* What you are asked to do
Can you retype, word for word, the rows below from the line containing "the white ceiling" through the final line, including both of those lines?

----- Supplied records

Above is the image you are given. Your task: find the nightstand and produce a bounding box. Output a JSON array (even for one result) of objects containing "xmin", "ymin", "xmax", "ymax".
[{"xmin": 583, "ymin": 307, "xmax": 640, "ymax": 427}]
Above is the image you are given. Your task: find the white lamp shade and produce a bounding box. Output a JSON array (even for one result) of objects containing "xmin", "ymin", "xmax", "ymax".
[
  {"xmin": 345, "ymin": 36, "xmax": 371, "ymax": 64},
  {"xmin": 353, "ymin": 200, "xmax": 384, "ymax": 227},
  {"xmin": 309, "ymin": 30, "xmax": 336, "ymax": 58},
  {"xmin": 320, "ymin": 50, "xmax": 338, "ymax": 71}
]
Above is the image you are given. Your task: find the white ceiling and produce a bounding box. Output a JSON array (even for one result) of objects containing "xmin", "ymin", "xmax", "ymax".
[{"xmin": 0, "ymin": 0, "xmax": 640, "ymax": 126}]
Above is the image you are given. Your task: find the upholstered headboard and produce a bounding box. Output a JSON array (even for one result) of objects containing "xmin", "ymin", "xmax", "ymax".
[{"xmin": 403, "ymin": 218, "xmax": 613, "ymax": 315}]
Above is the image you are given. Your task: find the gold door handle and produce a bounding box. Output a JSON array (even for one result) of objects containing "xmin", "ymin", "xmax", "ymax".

----------

* Result
Above is the image you are given. Your task: find the white ceiling and produce a bounding box. Output a JSON array (even for one result) of objects containing "xmin", "ymin", "xmax", "ymax".
[{"xmin": 0, "ymin": 0, "xmax": 640, "ymax": 126}]
Above is the image you are given. Your task: find the upholstered headboard and produce a bounding box. Output a JSON array (even for one result) of objects containing "xmin", "ymin", "xmax", "ymax".
[{"xmin": 403, "ymin": 218, "xmax": 613, "ymax": 315}]
Above is the image you are given. Your task: find the gold door handle and produce a bounding box. Output a JSON array (even for one result) of objects containing "xmin", "ymin", "xmax", "ymax".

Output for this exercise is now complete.